■ YOUR OBJECTIVE
Without the pictures, return all of the material exactly as written.

A block of data
▬▬▬

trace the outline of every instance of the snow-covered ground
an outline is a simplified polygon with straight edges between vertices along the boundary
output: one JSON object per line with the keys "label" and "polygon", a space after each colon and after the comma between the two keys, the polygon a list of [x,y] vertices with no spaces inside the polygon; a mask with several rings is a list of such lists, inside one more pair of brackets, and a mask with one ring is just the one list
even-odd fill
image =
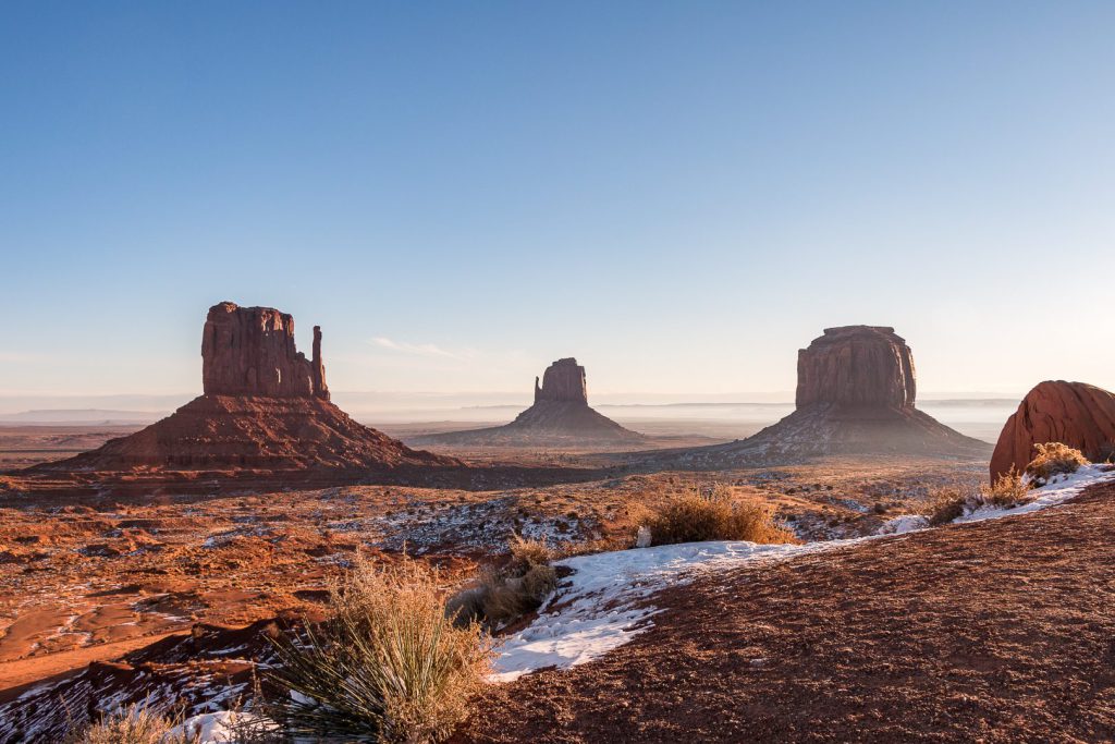
{"label": "snow-covered ground", "polygon": [[[1060,504],[1085,486],[1115,479],[1115,471],[1087,465],[1032,494],[1034,501],[1014,509],[982,508],[957,522],[978,522],[1025,514]],[[622,646],[652,625],[658,608],[648,598],[671,586],[691,581],[705,571],[721,571],[754,561],[786,560],[865,540],[925,529],[920,515],[886,522],[880,534],[804,545],[759,545],[753,542],[694,542],[581,555],[559,564],[574,571],[539,611],[537,619],[504,640],[494,678],[510,682],[545,667],[571,667]]]}
{"label": "snow-covered ground", "polygon": [[[1035,499],[1015,509],[980,508],[957,522],[977,522],[1025,514],[1064,503],[1086,486],[1115,480],[1115,470],[1089,465],[1036,489]],[[527,628],[506,638],[496,660],[494,679],[508,682],[545,667],[570,667],[590,661],[622,646],[652,625],[660,610],[649,600],[668,587],[692,581],[707,571],[723,571],[762,561],[780,561],[805,553],[874,540],[927,528],[924,516],[909,514],[888,521],[878,535],[831,540],[802,545],[759,545],[752,542],[699,542],[661,545],[561,561],[573,573],[561,584]],[[210,709],[213,709],[212,707]],[[270,727],[272,722],[251,713],[229,711],[204,713],[187,718],[178,732],[200,734],[201,744],[235,741],[240,725],[254,722]]]}

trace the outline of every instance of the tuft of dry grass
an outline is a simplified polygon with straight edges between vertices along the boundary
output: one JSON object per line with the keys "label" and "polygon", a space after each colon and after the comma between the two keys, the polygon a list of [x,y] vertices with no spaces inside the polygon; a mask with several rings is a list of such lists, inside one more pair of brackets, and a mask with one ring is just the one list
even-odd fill
{"label": "tuft of dry grass", "polygon": [[197,744],[198,736],[172,734],[177,722],[138,703],[70,732],[66,744]]}
{"label": "tuft of dry grass", "polygon": [[507,543],[511,552],[508,572],[513,576],[526,573],[533,566],[549,566],[555,557],[555,551],[543,540],[531,540],[518,534],[511,537]]}
{"label": "tuft of dry grass", "polygon": [[972,497],[956,486],[944,486],[930,491],[929,524],[940,526],[963,516],[964,511],[973,505]]}
{"label": "tuft of dry grass", "polygon": [[1089,465],[1079,450],[1060,442],[1046,442],[1034,447],[1038,454],[1026,466],[1026,474],[1037,483],[1045,483],[1054,475],[1075,473],[1080,465]]}
{"label": "tuft of dry grass", "polygon": [[558,551],[545,540],[512,535],[511,560],[502,568],[485,567],[472,584],[449,600],[457,624],[481,621],[498,627],[533,612],[558,588],[558,572],[550,564]]}
{"label": "tuft of dry grass", "polygon": [[271,677],[288,734],[358,741],[440,742],[467,714],[492,668],[478,625],[446,611],[436,571],[405,559],[357,560],[330,588],[331,618],[275,641]]}
{"label": "tuft of dry grass", "polygon": [[797,538],[774,520],[774,511],[757,501],[736,501],[731,489],[717,486],[708,494],[697,490],[671,497],[644,519],[651,544],[707,540],[750,542],[797,542]]}
{"label": "tuft of dry grass", "polygon": [[[1076,470],[1075,467],[1073,470]],[[979,502],[987,506],[1014,509],[1030,500],[1030,484],[1014,467],[996,479],[995,484],[980,486]]]}

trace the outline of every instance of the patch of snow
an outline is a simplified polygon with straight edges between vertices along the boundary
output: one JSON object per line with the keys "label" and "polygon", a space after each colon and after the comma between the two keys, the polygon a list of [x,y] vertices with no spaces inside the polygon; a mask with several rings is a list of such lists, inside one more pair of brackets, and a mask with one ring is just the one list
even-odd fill
{"label": "patch of snow", "polygon": [[1040,489],[1035,489],[1032,501],[1020,504],[1012,509],[1001,509],[995,506],[980,506],[969,514],[953,520],[956,523],[982,522],[1000,516],[1011,516],[1014,514],[1027,514],[1039,509],[1063,504],[1069,499],[1079,495],[1086,486],[1095,483],[1115,480],[1115,468],[1109,465],[1082,465],[1075,473],[1055,475]]}
{"label": "patch of snow", "polygon": [[785,559],[835,542],[759,545],[754,542],[689,542],[579,555],[563,561],[574,571],[568,584],[539,610],[539,618],[500,647],[493,678],[510,682],[545,667],[584,664],[649,627],[659,610],[643,601],[700,571],[725,570],[756,559]]}
{"label": "patch of snow", "polygon": [[[1087,465],[1035,490],[1035,499],[1015,509],[979,509],[957,522],[978,522],[1025,514],[1078,495],[1086,486],[1115,480],[1115,468]],[[692,581],[701,572],[723,571],[755,561],[779,561],[919,530],[920,515],[889,520],[890,531],[802,545],[754,542],[690,542],[579,555],[556,566],[573,570],[539,610],[539,617],[500,647],[492,678],[511,682],[547,667],[571,667],[622,646],[651,626],[660,610],[647,600],[658,591]]]}
{"label": "patch of snow", "polygon": [[915,530],[924,530],[929,526],[929,518],[921,514],[903,514],[883,522],[875,534],[905,534]]}
{"label": "patch of snow", "polygon": [[197,744],[231,744],[239,741],[236,728],[249,726],[255,731],[279,731],[279,724],[253,713],[234,713],[220,711],[191,716],[168,731],[163,740],[176,742],[180,738],[194,741]]}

▬▬▬

■ RESPONSE TO THE EXERCISE
trace the outline of every instance of the snow-covered ground
an outline is a simplified polygon with straight edges between vertices along the boundary
output: one JSON object per line with the keys "label" and "polygon", a space after each colon and after the comma between the two keys, the polygon a list of [x,y] vertices with no spaces inside the polygon; a mask with several rings is a list of such lists, inside one more pair of brackets, and a mask with one ring is just the one list
even-odd fill
image =
{"label": "snow-covered ground", "polygon": [[[1060,504],[1085,486],[1115,479],[1115,471],[1087,465],[1032,494],[1034,501],[1014,509],[982,508],[957,522],[978,522],[1025,514]],[[622,646],[652,625],[658,608],[648,598],[671,586],[691,581],[705,571],[721,571],[754,561],[786,560],[865,540],[925,529],[920,515],[886,522],[880,534],[804,545],[759,545],[753,542],[694,542],[581,555],[559,564],[574,571],[539,611],[537,619],[504,640],[494,678],[510,682],[545,667],[571,667]]]}
{"label": "snow-covered ground", "polygon": [[[1035,499],[1015,509],[980,508],[957,522],[977,522],[1025,514],[1064,503],[1086,486],[1115,480],[1115,470],[1089,465],[1036,489]],[[527,628],[506,638],[496,660],[494,679],[508,682],[545,667],[570,667],[590,661],[622,646],[652,625],[660,610],[649,600],[668,587],[692,581],[707,571],[723,571],[762,561],[780,561],[805,553],[874,540],[927,528],[924,516],[909,514],[888,521],[878,535],[831,540],[802,545],[759,545],[752,542],[699,542],[661,545],[561,561],[573,573],[561,584]],[[210,709],[213,709],[212,707]],[[270,727],[272,722],[251,713],[229,711],[204,713],[187,718],[178,732],[200,734],[201,744],[235,741],[240,725],[254,722]]]}

trace the outline of every instance of the tuft of dry grass
an outline is a simplified polygon with straight edges between vertices along the boundary
output: one JSON object per line with the keys "label" and "polygon", a space after each colon and after the comma between the two keys, the polygon a list of [x,y] vertices with no spaces inside the polygon; a mask with several rings is a list of such lists, inside one more pair of brackets, and a mask with one ring is just the one list
even-odd fill
{"label": "tuft of dry grass", "polygon": [[197,744],[198,736],[172,734],[177,722],[138,703],[70,732],[66,744]]}
{"label": "tuft of dry grass", "polygon": [[507,543],[511,552],[508,572],[513,576],[526,573],[533,566],[549,566],[555,557],[555,551],[543,540],[531,540],[518,534],[511,537]]}
{"label": "tuft of dry grass", "polygon": [[972,497],[956,486],[944,486],[930,491],[929,524],[940,526],[963,516],[964,511],[973,505]]}
{"label": "tuft of dry grass", "polygon": [[1089,465],[1079,450],[1060,442],[1046,442],[1034,447],[1038,454],[1026,466],[1026,474],[1037,483],[1045,483],[1054,475],[1075,473],[1080,465]]}
{"label": "tuft of dry grass", "polygon": [[558,551],[545,540],[512,535],[511,560],[502,568],[485,567],[472,584],[449,600],[457,624],[481,621],[498,627],[533,612],[558,588],[558,572],[550,564]]}
{"label": "tuft of dry grass", "polygon": [[271,677],[288,734],[358,741],[440,742],[467,714],[492,668],[478,625],[446,611],[436,571],[405,559],[357,560],[330,588],[331,618],[275,641]]}
{"label": "tuft of dry grass", "polygon": [[797,538],[774,520],[774,511],[757,501],[736,501],[731,489],[717,486],[708,494],[697,490],[671,497],[644,519],[651,544],[707,540],[750,542],[797,542]]}
{"label": "tuft of dry grass", "polygon": [[[1076,470],[1075,467],[1073,470]],[[979,502],[987,506],[1014,509],[1030,500],[1030,484],[1014,467],[996,479],[995,484],[980,486]]]}

trace the outline of every instance of the patch of snow
an outline is a simplified polygon with straight edges between vertices along the boundary
output: one JSON object per line with the keys "label" and "polygon", a space after each colon and after the comma between the two keys, the polygon a list of [x,y] vertices with no spaces inside the polygon; a mask with several rings is a list of such lists, inside one more pair of brackets, and a mask with one ring is just the one list
even-odd fill
{"label": "patch of snow", "polygon": [[1040,489],[1035,489],[1032,501],[1020,504],[1012,509],[1001,509],[995,506],[980,506],[969,514],[953,520],[956,523],[982,522],[1000,516],[1011,516],[1014,514],[1027,514],[1039,509],[1063,504],[1069,499],[1079,495],[1086,486],[1095,483],[1115,480],[1115,468],[1109,465],[1082,465],[1075,473],[1055,475]]}
{"label": "patch of snow", "polygon": [[785,559],[835,542],[759,545],[754,542],[689,542],[579,555],[563,561],[574,571],[568,584],[539,610],[539,618],[500,647],[493,678],[510,682],[545,667],[584,664],[649,627],[659,610],[643,601],[700,571],[725,570],[756,559]]}
{"label": "patch of snow", "polygon": [[[1087,465],[1035,490],[1035,499],[1015,509],[979,509],[957,522],[978,522],[1025,514],[1078,495],[1086,486],[1115,480],[1115,468]],[[692,581],[701,572],[723,571],[755,561],[779,561],[919,530],[920,515],[889,520],[890,531],[802,545],[754,542],[690,542],[579,555],[556,566],[573,570],[539,610],[539,617],[500,647],[492,678],[511,682],[547,667],[571,667],[622,646],[651,626],[660,610],[647,600],[658,591]]]}
{"label": "patch of snow", "polygon": [[915,530],[924,530],[929,526],[929,518],[921,514],[903,514],[883,522],[875,534],[905,534]]}
{"label": "patch of snow", "polygon": [[197,744],[231,744],[239,741],[236,728],[249,726],[255,731],[279,731],[279,724],[253,713],[234,713],[220,711],[191,716],[168,731],[163,740],[176,742],[180,738],[194,741]]}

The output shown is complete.